╭─ Records provided

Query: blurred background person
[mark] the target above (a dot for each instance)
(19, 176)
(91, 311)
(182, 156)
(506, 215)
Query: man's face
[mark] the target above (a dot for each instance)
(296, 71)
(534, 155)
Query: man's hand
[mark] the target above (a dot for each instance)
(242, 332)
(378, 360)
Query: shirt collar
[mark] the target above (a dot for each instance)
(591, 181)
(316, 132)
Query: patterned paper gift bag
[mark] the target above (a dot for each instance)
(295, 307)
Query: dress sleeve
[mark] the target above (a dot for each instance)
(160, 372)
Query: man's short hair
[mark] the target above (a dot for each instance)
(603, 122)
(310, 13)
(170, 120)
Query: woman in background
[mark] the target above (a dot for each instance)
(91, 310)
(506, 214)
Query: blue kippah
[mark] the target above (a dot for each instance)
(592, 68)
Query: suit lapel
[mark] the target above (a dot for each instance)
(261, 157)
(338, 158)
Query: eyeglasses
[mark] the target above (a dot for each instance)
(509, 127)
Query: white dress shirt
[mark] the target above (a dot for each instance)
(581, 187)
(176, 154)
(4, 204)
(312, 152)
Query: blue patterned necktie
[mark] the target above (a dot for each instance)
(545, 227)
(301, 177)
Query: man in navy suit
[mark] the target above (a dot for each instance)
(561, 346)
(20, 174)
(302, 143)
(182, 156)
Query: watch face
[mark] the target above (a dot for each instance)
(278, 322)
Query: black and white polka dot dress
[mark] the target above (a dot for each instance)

╰─

- To do: From the listing, reproduce every line where the word "dress" is present.

- Task answer:
Query: dress sleeve
Query: white dress shirt
Query: black and white polka dot dress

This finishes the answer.